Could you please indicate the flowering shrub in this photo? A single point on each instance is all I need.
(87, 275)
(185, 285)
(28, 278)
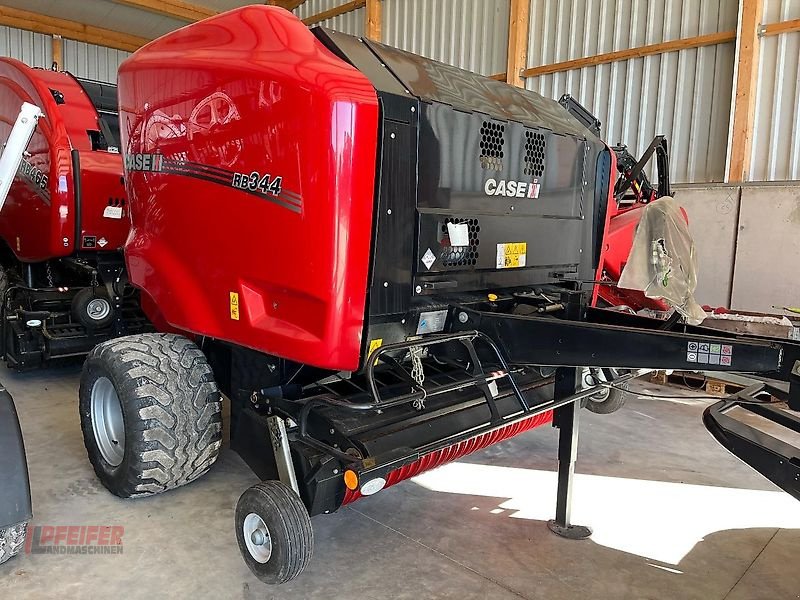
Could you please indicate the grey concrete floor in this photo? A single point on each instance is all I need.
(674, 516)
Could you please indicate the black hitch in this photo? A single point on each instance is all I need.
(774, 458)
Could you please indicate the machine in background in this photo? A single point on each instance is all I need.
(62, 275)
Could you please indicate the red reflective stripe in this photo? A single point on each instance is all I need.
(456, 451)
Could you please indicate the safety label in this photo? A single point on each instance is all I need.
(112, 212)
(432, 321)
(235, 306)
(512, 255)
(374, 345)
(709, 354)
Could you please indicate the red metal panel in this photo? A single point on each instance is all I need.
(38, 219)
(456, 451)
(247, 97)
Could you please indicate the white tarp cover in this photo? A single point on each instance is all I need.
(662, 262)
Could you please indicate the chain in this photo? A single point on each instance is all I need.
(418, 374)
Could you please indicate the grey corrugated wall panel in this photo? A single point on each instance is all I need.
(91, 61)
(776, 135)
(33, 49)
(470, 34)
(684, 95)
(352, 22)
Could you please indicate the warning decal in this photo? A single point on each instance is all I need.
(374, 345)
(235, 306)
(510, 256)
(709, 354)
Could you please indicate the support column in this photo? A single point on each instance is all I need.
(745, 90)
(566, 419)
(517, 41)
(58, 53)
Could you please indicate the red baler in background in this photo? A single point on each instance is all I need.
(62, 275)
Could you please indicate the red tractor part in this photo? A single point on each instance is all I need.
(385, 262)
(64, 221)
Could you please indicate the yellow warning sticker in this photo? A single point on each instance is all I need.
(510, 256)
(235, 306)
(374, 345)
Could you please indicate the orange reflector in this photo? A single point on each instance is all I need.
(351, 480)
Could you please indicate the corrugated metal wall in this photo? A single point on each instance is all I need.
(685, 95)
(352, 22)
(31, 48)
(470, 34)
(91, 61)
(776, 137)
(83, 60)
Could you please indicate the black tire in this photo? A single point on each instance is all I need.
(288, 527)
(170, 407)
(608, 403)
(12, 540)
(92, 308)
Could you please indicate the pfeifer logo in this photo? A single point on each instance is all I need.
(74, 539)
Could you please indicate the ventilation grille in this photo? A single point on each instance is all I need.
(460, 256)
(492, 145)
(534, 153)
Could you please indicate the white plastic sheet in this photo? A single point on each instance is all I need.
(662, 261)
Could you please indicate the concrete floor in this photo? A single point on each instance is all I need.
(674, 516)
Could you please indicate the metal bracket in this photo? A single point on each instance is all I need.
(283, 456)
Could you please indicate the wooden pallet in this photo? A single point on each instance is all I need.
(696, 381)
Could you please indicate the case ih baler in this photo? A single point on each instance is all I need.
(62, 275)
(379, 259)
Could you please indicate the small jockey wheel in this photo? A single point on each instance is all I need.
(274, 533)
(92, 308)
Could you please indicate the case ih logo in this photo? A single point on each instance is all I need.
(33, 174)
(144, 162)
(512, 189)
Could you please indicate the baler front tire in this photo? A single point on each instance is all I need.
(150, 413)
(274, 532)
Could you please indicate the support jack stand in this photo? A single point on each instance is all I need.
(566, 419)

Activity: Copy exactly the lines running from the one that holds "Could you please indicate the support jack" to the last line of the listing above. Include both of those lines.

Task solution:
Could you please indicate the support jack stand in this photo? A single point on each instance is all I need.
(566, 419)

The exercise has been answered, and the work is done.